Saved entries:
[Start of section]

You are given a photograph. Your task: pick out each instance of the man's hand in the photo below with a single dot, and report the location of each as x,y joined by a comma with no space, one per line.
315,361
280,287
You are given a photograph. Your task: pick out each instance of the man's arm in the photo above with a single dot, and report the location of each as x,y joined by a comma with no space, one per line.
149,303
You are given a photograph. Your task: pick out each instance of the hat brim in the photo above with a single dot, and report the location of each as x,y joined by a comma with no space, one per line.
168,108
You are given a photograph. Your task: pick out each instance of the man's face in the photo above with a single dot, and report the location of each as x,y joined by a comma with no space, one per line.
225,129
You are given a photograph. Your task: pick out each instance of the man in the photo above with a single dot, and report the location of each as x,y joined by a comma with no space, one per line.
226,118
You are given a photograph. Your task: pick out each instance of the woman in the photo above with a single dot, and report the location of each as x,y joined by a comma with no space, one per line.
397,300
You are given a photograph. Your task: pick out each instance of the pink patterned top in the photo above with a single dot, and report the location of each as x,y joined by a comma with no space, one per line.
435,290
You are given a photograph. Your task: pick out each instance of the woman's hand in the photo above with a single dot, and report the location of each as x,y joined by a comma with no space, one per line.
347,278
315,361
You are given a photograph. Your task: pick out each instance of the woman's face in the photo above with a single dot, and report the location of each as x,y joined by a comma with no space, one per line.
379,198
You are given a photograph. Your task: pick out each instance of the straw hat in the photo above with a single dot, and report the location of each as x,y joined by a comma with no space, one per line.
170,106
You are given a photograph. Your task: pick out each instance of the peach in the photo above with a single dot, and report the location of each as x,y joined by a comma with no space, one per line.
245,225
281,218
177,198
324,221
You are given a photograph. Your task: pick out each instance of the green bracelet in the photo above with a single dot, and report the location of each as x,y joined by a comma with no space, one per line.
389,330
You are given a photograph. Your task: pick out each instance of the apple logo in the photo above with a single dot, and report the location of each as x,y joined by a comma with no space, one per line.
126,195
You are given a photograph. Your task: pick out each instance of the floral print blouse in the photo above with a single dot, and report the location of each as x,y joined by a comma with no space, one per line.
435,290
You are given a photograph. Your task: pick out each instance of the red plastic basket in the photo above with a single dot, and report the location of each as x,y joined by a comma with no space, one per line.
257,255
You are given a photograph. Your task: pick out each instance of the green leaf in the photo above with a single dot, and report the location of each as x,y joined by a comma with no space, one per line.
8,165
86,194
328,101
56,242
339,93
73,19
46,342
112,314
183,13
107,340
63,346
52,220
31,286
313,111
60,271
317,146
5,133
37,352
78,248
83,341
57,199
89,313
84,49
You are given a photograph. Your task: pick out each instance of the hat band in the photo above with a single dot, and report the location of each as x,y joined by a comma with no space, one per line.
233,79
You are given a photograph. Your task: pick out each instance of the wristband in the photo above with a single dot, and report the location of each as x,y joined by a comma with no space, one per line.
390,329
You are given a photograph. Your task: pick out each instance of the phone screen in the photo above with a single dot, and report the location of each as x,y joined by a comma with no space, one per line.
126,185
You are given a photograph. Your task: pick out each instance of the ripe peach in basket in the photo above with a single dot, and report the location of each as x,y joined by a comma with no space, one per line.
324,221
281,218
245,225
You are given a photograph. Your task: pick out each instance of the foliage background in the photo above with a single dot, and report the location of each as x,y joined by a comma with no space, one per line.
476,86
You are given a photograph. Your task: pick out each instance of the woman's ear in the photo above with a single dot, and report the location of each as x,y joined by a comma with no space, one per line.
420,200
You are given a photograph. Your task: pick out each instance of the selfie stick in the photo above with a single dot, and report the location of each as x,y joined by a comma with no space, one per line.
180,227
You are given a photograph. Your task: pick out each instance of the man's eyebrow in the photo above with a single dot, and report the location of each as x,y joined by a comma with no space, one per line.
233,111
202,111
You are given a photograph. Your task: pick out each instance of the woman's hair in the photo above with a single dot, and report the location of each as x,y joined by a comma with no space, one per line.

[End of section]

Problem:
Copy out the entries above again, keeping them exact.

Solution:
You are given a photograph. Your task: pick out each instance of the man's hand in the photo below with a single dot, and report the location of each as x,y joined by a comma with no space, one per line.
315,361
280,287
You are given a photograph. Your task: pick out each instance of the man's arm in the photo above with a single dot, and report the location of each as x,y joined by a comma with no space, one per line.
149,303
You are given a photograph. Your task: pick out each instance of the hat brim in the photo above with a single dot, and report the location of each as x,y joined by a comma with no space, one per line.
168,108
You are given a photograph. Your task: pick out each instance of the man's face in the photo above with a single dot, and report the location of each as x,y joined by a comma with no space, one per line.
225,129
You are given a photograph. Your task: pick out each instance of the man in the photo above with a single dot, and report the location of each as x,y joined by a comma with no space, one per line.
226,118
You are given a photograph. Your task: pick out each instance of the woman in the photo above with a single dot, and report the location of each as x,y joined by a comma with no space, one per line.
397,300
You are given a photograph. Your task: pick out each instance of the pink patterned top in the photo above with a single dot, and report the location of each as x,y joined by a comma with no space, one per line.
435,290
You are given a photograph. Your task: pick out each instance of the woman's hand in the photo above with a single dot, and report the location of each as x,y joined by a comma with no space, one per line.
347,278
315,361
You are given a photograph. Your task: pick out each instance of the woman's face in the photo above with a single dot, and report the location of each as x,y joined by a comma with no space, one per line.
379,198
You are given a photograph. Your task: pick out each instance of the straw hat in the photo above with a single dot, and report the location of each as x,y joined by a comma with no space, one per line.
170,106
You are given a photograph. Your task: pick out each instance of the peach in the photo above with a single dot, and report the location of each as x,y joined by a comma with no space, one per line.
245,225
281,218
177,198
324,221
You are given a photograph. Your task: pick out each instance of the green bracelet in the photo above with a single dot, and report the location of each as x,y joined by a comma with no space, one per line.
389,330
You are given a photograph. Your task: pick out each instance of the apple logo in the photo above with a single dot, and report the location of each as x,y joined by a comma with no space, one per line.
126,195
You are given a photograph. Your task: pick out each instance of the floral print blouse in the photo above with a single dot, and report the location of each as x,y joined by a comma with no space, one per line.
435,290
You are given a photograph. Your task: pick out each instance of the red plastic basket in the photo above with a single dot, and report the location of each as x,y joined by a comma with no space, one per line.
257,255
You are given a photograph. Your task: pick out each instance of the green leaf in the photo above with a single dot, and report the location of each as x,y joined by a comma with no space, one per line.
8,165
86,194
328,101
56,242
339,93
73,19
46,342
112,314
183,13
107,340
63,346
52,220
31,286
313,111
60,271
317,146
5,133
37,352
78,248
83,341
57,199
89,313
84,49
You are given a photograph. Your task: pick out each instance of the hat band in the photo above with a single dot, and report the location of each as x,y joined by a comma with no space, one per line.
233,79
You are given a photograph. Your task: pick out each instance of the wristband in the photo above with a single dot, and report the location of each as x,y joined by a comma with no space, one per line.
390,329
You are given a photograph. Your task: pick out each instance of the phone screen in the photo above with a single dot, and report the location of each as x,y joined by a comma with no space, one per line.
126,185
You are given a photograph. Your task: pick out each instance of the ripe peach in basket in the photo above with a single dot, and report the location of each as x,y joined by a comma with no space, one per line.
324,221
281,218
245,225
You are given a photograph. Your task: pick out each instance of the foliage background in the photo above with a single dot, and report the location of each as x,y joined by a comma with no space, one per line.
476,86
You are given a photograph. Your task: pick out each instance of the woman's ear in the photo above with a single dot, and report the location of each as x,y joined by a comma with no space, one per line.
420,200
You are given a photograph. Your task: pick out each instance of the selfie stick in the photo above with a single dot, and report the location of each as x,y joined by a comma with no space, one per line.
180,227
You are given a photograph. Your task: pick out each instance of the man's eyebrow in the photo above with a single dot, and report the location of each as x,y joined by a comma with no space, one per line.
233,111
202,111
You are given a photograph. Your task: pick out each instance of the woman's hair in the photo above with a single dot, and report the location of each as x,y joined by a comma with no space, one per line.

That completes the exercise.